Plankton refers to a diverse collection of microscopic organisms that drift within ocean waters. These tiny life forms encompass both plant-like phytoplankton and animal-like zooplankton. Plankton form the foundational food source for nearly all aquatic ecosystems, supporting an immense variety of marine life.
Filter Feeders: The Ocean’s Living Sieves
Many marine animals consume plankton by filtering large volumes of water through specialized anatomical structures, allowing them to capture vast quantities of these tiny organisms.
Baleen whales, for instance, lack teeth and instead possess baleen plates which hang from their upper jaws. Species like blue whales engulf enormous mouthfuls of water and krill, then use their tongues to force the water out through the baleen, trapping the prey inside. Other baleen whales, such as right whales, are skim-feeders that continuously swim with open mouths, while gray whales sift through seafloor sediment to filter out small crustaceans.
Basking sharks also employ filter feeding by swimming with their mouths agape. Their enormous mouths allow water to pass through specialized gill rakers that strain out copepods and other zooplankton. They can filter thousands of gallons of water per hour.
Manta rays similarly feed by swimming with wide mouths and unfurling cephalic fins to funnel plankton-rich water towards their gill rakers. They often feed in groups, exhibiting coordinated behaviors like chain feeding or cyclone feeding to maximize their plankton intake.
Smaller filter feeders include various bivalves, such as clams, oysters, and mussels, which draw water through siphons and capture food particles on their gills. Sponges, immobile animals, rely on specialized cells that create water currents, trapping microscopic food items as water flows through their internal channels. Even corals, while also relying on symbiotic algae for energy, actively feed on zooplankton using tiny tentacles equipped with stinging cells to capture prey.
Active Plankton Hunters
Beyond passive filtration, many marine animals actively pursue and capture individual plankton, particularly zooplankton. Small fish, often called forage fish, like sardines, anchovies, and herring, form large schools and consume vast quantities of plankton. These fish actively target and consume individual plankters as a primary food source.
Jellyfish are carnivorous that primarily feed on zooplankton, fish eggs, and small fish. They use their tentacles, armed with stinging cells, to ensnare and paralyze their prey. Many jellyfish species exhibit daily vertical migrations, ascending to surface waters at night to feed on abundant plankton.

Activity list:
a) Repeat everything in the plankton text from "Baleen whales, for" down to "out small crustaceans.".
b) Go on with the plankton text, picking up right after its last sentence.
The lines that come next have nothing to do with this.

[Referring expression data]
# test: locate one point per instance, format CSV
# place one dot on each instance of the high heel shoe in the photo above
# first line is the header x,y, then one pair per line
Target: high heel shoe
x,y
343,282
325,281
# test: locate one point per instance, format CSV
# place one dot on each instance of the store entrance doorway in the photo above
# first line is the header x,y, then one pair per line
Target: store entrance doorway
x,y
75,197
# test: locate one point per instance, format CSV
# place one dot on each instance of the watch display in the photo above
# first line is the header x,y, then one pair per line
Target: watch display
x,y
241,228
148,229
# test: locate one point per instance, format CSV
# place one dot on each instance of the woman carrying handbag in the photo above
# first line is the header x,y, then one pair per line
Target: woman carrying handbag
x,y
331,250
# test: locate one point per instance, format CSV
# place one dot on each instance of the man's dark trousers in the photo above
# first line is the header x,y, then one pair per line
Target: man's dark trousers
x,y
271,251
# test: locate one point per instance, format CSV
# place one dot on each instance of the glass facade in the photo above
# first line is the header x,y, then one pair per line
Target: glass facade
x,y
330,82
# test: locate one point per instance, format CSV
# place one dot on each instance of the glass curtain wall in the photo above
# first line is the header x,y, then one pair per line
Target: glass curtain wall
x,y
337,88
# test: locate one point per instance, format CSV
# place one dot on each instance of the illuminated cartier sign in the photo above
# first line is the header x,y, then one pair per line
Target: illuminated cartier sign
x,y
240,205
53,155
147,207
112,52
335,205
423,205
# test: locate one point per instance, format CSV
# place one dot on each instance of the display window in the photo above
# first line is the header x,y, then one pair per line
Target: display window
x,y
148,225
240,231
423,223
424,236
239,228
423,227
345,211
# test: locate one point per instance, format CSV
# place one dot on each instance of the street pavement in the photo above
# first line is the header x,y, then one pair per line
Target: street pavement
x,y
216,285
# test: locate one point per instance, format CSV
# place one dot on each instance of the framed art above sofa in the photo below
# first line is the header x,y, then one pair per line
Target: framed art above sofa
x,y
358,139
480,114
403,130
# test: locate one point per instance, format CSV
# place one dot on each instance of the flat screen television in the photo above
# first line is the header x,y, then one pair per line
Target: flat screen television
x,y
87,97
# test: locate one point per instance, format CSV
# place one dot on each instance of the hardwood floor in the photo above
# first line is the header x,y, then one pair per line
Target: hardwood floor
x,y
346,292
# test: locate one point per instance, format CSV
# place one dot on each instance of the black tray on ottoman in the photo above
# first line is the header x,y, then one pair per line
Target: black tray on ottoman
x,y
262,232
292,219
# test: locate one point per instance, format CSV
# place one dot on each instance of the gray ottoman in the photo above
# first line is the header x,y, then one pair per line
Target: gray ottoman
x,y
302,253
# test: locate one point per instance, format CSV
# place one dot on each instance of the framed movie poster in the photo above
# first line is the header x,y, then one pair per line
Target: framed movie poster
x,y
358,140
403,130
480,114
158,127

Answers for each item:
a)
Baleen whales, for instance, lack teeth and instead possess baleen plates which hang from their upper jaws. Species like blue whales engulf enormous mouthfuls of water and krill, then use their tongues to force the water out through the baleen, trapping the prey inside. Other baleen whales, such as right whales, are skim-feeders that continuously swim with open mouths, while gray whales sift through seafloor sediment to filter out small crustaceans.

b)
Tiny crustaceans, such as copepods and krill, also engage in active plankton consumption. Copepods are omnivorous and feed on phytoplankton, smaller zooplankton, bacteria, and detritus. Some copepods filter particles, while others actively seize larger prey like small fish larvae.
Krill, while often considered filter feeders of phytoplankton, are also omnivorous and consume smaller zooplankton and fish larvae. They use their front legs to comb through the water for food. The larval stages of many larger marine animals, including fish and various invertebrates, also depend on actively consuming zooplankton for their development and survival.
Plankton’s Central Role in Marine Ecosystems
Plankton’s importance extends throughout the marine food web, forming its fundamental base. Phytoplankton, as primary producers, convert sunlight into energy through photosynthesis, much like plants on land. This process not only supports their own growth but also produces a substantial portion of the oxygen in Earth’s atmosphere. Zooplankton then consume these phytoplankton, initiating the transfer of energy through the ecosystem.
This energy transfer continues as small fish and crustaceans feed on zooplankton, and these in turn become prey for larger predators, including larger fish, seabirds, and marine mammals. Without the abundance and productivity of plankton, the vast majority of marine life would not be able to sustain itself. The health and population dynamics of plankton are closely tied to environmental factors such as ocean temperature, salinity, pH levels, and nutrient availability. Shifts in these conditions can have cascading effects, impacting populations throughout the marine food web.